TEXTE SOURCE:
-------------------------

Universelles, polyvalentes, modernes, puissantes, non, ce n'est pas une publicité pour le prochain Renault Espace 6 mais pour des engins, certes moins abordables pour les simples particuliers que nous sommes, mais qui n'ont pas moins façonné notre quotidien : les BB 26000.

Un nom de série insipide pour les athées ferroviaires, un synonyme d'excellence pour les initiés. Ce n'est pas sans raisons : elles savent tout faire et avec brio.

Intercité pour Brive-la-Gaillarde au départ de Paris-Austerlitz, assuré par une BB 26000 (19/11/2024, photo L. DOUCET)

-------------------------

ENTRÉES FOURNIES:
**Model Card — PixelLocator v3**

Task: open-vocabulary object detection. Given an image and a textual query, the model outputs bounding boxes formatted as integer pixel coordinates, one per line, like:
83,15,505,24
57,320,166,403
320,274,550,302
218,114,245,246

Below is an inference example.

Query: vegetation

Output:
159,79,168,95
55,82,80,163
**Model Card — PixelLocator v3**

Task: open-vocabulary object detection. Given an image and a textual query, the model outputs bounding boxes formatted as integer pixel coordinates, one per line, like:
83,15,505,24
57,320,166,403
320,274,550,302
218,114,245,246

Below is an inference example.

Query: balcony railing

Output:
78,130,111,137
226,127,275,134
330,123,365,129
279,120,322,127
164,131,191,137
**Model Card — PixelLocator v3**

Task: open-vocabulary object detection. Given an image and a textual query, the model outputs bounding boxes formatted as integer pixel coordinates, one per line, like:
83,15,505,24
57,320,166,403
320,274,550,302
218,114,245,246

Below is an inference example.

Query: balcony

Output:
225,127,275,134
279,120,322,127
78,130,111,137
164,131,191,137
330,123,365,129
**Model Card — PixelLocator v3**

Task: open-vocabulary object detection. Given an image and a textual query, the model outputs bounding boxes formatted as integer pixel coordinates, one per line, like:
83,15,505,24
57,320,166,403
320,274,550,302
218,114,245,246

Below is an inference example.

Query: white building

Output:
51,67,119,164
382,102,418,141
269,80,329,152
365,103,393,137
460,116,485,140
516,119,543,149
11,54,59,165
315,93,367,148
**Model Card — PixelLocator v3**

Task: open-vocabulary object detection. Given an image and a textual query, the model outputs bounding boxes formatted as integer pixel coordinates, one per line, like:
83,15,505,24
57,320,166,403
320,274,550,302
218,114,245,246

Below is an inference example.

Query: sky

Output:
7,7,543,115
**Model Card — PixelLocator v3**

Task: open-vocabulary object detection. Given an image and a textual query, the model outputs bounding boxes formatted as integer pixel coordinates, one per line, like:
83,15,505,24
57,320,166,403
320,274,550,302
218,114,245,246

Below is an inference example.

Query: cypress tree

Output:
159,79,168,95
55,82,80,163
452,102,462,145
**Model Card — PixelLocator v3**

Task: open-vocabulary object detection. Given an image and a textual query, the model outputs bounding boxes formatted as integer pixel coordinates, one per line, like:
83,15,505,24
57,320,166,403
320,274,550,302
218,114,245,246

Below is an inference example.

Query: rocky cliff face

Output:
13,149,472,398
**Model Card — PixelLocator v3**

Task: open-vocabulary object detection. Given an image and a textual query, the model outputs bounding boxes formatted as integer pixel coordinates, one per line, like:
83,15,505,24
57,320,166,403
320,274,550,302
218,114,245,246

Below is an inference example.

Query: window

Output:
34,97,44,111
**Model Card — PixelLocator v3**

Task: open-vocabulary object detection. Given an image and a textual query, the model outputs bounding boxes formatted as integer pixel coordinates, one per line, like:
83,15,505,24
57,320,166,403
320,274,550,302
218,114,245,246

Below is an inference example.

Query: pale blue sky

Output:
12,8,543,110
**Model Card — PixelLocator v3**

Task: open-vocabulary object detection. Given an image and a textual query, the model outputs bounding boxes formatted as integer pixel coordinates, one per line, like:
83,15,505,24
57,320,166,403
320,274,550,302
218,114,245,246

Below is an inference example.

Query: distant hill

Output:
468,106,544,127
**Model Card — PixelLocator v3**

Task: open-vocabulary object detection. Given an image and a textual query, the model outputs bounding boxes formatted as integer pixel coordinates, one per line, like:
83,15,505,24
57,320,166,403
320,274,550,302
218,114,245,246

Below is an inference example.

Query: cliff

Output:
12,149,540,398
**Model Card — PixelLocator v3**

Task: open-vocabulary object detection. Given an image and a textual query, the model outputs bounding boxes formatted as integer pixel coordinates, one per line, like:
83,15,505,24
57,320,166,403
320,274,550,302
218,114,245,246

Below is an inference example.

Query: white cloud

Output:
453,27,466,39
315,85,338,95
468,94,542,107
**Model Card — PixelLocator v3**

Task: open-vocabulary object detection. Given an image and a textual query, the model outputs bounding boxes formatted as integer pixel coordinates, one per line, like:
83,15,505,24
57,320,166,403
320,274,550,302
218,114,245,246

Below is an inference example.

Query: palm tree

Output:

-------------------------

EXERCICE 1: Dans le texte sur les BB 26000, de quelle gare part l'Intercité pour Brive-la-Gaillarde ?
EXERCICE 2: Recopiez le passage du texte sur les BB 26000 qui va de « Universelles, polyvalentes, modernes, puissantes, non, ce » jusqu'à « photo L. DOUCET) » inclus.

CORRIGÉ RÉDIGÉ 1: De Paris-Austerlitz.

CORRIGÉ RÉDIGÉ 2:
Universelles, polyvalentes, modernes, puissantes, non, ce n'est pas une publicité pour le prochain Renault Espace 6 mais pour des engins, certes moins abordables pour les simples particuliers que nous sommes, mais qui n'ont pas moins façonné notre quotidien : les BB 26000.

Un nom de série insipide pour les athées ferroviaires, un synonyme d'excellence pour les initiés. Ce n'est pas sans raisons : elles savent tout faire et avec brio.

Intercité pour Brive-la-Gaillarde au départ de Paris-Austerlitz, assuré par une BB 26000 (19/11/2024, photo L. DOUCET)